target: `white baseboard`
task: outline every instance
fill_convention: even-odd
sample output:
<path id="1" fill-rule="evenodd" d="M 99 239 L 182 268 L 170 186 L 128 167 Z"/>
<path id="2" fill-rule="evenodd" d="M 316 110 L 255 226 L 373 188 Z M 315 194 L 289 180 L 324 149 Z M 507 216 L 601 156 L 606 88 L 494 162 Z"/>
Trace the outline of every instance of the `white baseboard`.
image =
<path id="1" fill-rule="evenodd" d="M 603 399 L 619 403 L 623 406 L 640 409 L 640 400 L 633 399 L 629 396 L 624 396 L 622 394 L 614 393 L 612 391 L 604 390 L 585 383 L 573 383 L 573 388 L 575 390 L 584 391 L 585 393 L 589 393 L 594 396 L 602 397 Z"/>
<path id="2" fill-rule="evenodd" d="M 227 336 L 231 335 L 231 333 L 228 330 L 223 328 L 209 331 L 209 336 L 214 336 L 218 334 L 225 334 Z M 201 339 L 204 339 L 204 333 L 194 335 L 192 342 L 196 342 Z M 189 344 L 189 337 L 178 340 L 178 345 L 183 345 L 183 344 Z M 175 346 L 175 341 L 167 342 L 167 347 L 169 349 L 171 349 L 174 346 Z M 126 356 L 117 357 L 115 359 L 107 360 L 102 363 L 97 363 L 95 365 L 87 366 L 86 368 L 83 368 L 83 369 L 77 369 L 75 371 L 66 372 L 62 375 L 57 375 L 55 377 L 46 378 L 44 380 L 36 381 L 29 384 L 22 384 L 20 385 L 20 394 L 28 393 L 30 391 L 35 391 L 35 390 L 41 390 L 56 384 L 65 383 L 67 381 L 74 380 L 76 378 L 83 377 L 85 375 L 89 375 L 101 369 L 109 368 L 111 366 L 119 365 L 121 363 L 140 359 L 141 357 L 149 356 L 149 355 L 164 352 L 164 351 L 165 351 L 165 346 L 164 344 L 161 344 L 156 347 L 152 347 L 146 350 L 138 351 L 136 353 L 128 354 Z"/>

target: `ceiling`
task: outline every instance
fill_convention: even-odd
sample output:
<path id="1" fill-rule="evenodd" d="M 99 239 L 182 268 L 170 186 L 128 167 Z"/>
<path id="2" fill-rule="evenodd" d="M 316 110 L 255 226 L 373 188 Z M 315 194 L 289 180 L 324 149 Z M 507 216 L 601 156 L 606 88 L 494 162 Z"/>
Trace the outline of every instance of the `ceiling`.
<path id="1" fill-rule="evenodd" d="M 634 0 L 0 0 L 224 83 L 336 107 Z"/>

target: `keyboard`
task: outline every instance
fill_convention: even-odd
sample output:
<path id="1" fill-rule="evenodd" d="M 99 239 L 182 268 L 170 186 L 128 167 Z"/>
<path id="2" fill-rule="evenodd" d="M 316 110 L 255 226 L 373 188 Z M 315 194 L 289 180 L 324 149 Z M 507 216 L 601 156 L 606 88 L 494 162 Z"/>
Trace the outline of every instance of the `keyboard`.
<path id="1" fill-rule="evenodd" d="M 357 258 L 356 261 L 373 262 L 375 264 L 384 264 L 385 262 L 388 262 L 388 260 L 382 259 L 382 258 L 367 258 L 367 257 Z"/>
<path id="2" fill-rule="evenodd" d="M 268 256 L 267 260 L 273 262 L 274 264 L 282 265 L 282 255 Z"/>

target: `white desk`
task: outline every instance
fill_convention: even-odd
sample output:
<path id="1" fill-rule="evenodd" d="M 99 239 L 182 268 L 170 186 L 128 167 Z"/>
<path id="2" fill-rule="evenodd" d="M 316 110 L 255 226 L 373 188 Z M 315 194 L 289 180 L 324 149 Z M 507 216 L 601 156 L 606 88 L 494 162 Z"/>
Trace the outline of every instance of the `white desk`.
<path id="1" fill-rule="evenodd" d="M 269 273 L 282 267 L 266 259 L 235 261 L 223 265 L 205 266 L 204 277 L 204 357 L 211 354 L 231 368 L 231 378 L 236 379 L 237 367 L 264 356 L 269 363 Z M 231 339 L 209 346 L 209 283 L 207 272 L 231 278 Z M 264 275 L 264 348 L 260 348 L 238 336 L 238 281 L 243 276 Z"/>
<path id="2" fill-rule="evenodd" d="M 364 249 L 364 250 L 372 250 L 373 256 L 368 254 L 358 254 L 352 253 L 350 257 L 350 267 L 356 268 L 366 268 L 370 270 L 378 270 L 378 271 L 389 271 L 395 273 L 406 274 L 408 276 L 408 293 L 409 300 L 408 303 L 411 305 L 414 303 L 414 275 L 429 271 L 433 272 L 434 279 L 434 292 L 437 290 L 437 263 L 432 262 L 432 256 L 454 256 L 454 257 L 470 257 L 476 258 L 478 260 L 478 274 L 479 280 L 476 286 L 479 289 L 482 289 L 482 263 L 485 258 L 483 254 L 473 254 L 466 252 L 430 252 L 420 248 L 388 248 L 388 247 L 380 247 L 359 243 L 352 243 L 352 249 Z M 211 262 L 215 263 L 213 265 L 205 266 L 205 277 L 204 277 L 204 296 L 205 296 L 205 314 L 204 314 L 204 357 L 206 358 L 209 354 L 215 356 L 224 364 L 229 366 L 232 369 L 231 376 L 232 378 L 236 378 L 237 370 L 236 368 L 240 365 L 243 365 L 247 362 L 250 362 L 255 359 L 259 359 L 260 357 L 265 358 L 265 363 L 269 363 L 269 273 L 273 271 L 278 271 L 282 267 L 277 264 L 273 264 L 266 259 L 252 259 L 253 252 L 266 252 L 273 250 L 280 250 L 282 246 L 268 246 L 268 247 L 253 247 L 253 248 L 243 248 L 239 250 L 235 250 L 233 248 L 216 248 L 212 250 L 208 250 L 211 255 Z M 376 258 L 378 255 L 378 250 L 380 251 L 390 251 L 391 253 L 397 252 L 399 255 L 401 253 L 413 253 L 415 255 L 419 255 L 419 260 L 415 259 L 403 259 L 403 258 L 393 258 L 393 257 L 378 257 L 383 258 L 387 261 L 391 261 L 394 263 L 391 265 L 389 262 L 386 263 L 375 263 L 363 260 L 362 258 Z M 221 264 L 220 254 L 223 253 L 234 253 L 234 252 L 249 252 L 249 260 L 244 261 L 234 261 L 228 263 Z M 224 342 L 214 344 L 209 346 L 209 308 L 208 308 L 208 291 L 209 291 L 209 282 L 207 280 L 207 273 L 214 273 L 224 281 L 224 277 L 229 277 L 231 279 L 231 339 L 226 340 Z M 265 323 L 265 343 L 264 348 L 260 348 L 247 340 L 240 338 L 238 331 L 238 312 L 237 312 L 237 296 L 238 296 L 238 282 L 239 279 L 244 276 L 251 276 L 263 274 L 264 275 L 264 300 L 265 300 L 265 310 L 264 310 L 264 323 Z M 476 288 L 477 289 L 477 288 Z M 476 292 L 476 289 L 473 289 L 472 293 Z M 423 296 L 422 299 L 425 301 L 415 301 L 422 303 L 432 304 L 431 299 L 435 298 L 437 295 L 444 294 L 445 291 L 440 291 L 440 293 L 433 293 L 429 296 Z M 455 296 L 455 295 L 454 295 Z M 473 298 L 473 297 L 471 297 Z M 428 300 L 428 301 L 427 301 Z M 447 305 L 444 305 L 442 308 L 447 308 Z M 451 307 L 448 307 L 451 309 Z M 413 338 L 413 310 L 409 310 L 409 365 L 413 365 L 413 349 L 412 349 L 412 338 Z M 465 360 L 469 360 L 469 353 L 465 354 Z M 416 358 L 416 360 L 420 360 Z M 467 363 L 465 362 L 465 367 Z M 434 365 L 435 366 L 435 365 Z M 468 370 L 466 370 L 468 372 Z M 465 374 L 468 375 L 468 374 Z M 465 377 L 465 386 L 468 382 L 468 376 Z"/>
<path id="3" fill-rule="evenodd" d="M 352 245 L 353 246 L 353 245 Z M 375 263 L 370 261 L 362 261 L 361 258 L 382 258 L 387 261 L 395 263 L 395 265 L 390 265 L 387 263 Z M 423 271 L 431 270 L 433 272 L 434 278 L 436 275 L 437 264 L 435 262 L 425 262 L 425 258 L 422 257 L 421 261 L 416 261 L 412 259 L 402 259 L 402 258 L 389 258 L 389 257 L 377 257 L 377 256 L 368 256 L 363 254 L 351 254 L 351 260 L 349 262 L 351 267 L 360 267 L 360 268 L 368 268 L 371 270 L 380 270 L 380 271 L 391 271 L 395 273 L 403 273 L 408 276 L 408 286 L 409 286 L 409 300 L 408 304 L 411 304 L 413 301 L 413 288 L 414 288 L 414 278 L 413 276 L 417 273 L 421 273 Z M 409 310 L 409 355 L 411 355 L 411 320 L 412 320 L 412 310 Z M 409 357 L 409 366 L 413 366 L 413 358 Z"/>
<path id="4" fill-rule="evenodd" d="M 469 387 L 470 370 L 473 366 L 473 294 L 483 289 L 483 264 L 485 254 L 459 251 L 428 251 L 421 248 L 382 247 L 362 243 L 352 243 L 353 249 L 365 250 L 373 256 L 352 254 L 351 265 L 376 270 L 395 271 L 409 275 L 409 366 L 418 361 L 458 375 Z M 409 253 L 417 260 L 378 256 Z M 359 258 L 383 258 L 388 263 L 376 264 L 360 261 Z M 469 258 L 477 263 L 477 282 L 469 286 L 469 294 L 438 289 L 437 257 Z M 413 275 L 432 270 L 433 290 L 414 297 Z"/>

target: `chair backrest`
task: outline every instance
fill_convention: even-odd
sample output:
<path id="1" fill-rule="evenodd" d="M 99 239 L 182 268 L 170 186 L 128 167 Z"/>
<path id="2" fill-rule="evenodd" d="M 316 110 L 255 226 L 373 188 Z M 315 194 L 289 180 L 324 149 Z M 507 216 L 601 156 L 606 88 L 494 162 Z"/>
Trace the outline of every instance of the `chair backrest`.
------
» What to do: Reproduce each line from the listing above that includes the word "chair".

» Finished task:
target: `chair backrest`
Trace the outline of every instance of the `chair backrest`.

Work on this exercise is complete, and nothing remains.